Health Tip: Adding pulses such as cannellini beans to a meat-based main dish bumps up the fiber and protein without adding saturated fat.
Editor's Note
To make soft bread crumbs, tear bread into pieces and place in a food processor or blender. Cover and pulse until crumbs form. One slice of bread yields 1/2 to 3/4 cup crumbs.
Nutrition Facts
1 serving: 394 calories, 14g fat (4g saturated fat), 91mg cholesterol, 736mg sodium, 29g carbohydrate (4g sugars, 8g fiber), 33g protein. Diabetic Exchanges: 4 lean meat, 2 starch, 1/2 fat.

Recommended Video


Click stars to rate
Average Rating:
  • David
    Feb 14, 2021

    My new favorite recipe. I'm amazed at how much it tastes like the kind of cassoulet someone spends days making. I usually double the amount of kielbasa (since I love kielbasa). Also, on my printout of the recipe, I've added a step 0: "Cook the bacon in the Dutch oven until crisp and set aside. Use bacon drippings to brown the chicken in the next step."

  • Rachel
    May 20, 2020

    Great recipe! I love how the instructions are brief, but clear. Followed everything exactly as listed and it was delicious! Keep a close eye on your breadcrumbs when broiling in the last step. Fresh, soft crumbs burn quickly! It was delicious, and I will make this again. To Elaine who couldn't figure out what to do with the 3rd teaspoon of olive oil: it's in Step 2, where it says "saute onion in remaining oil." I can see how you might think that meant the oil remaining from the chicken, but it means add the remaining teaspoon into the pan along with the onions.

  • Elaine
    May 5, 2020

    Not ever hearing of a Cassoulet before, I'm glad I tried this. Tasted great. Don't have a Dutch oven but, everything fit in my cast iron skillet. Used tin foil for a cover. I knocked a star off because the recipe never said what to do with the last teaspoon of olive oil! I drizzled it over the bread crumb mixture, but might have been better to just add it into the mixture. I found that the topping pretty much got lost once on the plate. Reminds me, I had quite a hunt for the bay leaf. Next time, I'll fish it out before adding the beans, then put it back in somewhere easy to find! :)

  • curlylis85
    Mar 26, 2017

    Delicious comfort food at its finest! The chicken, bacon, and sausage are a great combination and the crispy bread crumb topping is fun and yummy. I'm excited to try freezing a batch of this!

## RECORDS SUPPLIED:
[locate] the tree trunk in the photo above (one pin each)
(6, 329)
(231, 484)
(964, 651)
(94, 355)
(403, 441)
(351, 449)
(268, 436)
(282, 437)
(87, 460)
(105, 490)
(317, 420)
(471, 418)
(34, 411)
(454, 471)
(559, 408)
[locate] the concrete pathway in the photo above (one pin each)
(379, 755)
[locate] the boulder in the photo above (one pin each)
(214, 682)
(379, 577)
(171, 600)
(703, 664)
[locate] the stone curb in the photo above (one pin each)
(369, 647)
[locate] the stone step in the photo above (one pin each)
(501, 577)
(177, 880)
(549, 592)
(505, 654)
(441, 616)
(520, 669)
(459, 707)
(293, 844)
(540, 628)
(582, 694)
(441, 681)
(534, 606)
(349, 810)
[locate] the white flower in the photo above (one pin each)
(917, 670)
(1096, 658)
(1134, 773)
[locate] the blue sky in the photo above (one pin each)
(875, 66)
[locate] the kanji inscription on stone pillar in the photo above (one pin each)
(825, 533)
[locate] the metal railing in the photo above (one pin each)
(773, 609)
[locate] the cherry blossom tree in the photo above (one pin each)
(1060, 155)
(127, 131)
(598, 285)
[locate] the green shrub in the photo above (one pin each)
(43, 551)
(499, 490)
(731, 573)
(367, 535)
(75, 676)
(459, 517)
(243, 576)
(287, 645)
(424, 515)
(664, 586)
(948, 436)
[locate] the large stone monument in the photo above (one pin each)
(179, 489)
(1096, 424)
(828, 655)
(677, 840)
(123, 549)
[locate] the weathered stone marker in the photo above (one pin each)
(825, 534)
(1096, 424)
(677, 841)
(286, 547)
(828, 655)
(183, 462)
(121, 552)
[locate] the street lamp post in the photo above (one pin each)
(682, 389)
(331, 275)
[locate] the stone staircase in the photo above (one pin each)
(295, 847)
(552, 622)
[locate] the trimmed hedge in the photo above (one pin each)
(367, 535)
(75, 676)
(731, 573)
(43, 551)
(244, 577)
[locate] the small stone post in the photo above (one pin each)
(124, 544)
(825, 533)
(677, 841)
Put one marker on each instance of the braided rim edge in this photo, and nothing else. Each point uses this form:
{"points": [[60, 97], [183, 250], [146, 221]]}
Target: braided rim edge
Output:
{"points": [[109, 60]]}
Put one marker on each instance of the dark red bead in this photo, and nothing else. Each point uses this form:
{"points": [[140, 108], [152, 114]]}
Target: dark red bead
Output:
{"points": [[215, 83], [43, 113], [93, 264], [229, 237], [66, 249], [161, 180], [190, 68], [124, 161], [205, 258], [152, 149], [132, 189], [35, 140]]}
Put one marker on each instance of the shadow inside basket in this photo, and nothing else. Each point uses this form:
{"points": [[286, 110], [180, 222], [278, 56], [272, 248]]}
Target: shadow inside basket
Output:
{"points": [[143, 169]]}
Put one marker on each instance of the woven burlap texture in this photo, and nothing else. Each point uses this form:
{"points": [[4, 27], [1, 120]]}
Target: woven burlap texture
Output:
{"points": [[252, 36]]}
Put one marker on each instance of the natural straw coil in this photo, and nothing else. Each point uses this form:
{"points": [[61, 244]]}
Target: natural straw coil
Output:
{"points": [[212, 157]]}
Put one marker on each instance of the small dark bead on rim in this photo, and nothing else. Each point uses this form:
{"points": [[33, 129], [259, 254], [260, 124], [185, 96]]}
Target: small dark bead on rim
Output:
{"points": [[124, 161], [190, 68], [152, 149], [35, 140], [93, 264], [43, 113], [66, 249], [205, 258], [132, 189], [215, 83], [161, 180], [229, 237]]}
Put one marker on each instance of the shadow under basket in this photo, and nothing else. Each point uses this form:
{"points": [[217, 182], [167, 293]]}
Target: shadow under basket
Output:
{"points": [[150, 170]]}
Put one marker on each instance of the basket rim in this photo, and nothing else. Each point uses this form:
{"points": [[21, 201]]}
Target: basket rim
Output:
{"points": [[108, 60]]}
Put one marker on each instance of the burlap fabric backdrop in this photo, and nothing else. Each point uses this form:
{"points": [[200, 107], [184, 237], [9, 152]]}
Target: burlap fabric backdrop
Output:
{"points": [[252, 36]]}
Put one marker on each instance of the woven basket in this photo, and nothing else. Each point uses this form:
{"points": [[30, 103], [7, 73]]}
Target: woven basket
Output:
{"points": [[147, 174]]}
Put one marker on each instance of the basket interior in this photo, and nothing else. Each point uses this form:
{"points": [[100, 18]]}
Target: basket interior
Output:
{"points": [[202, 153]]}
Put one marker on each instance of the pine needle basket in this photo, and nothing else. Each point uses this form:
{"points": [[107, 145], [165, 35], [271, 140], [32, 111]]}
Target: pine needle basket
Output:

## WORK REQUEST:
Reproduce the part of the cassoulet recipe text above word for word, starting with "Nutrition Facts" and going on through "starch, 1/2 fat.".

## TASK SOLUTION:
Nutrition Facts
1 serving: 394 calories, 14g fat (4g saturated fat), 91mg cholesterol, 736mg sodium, 29g carbohydrate (4g sugars, 8g fiber), 33g protein. Diabetic Exchanges: 4 lean meat, 2 starch, 1/2 fat.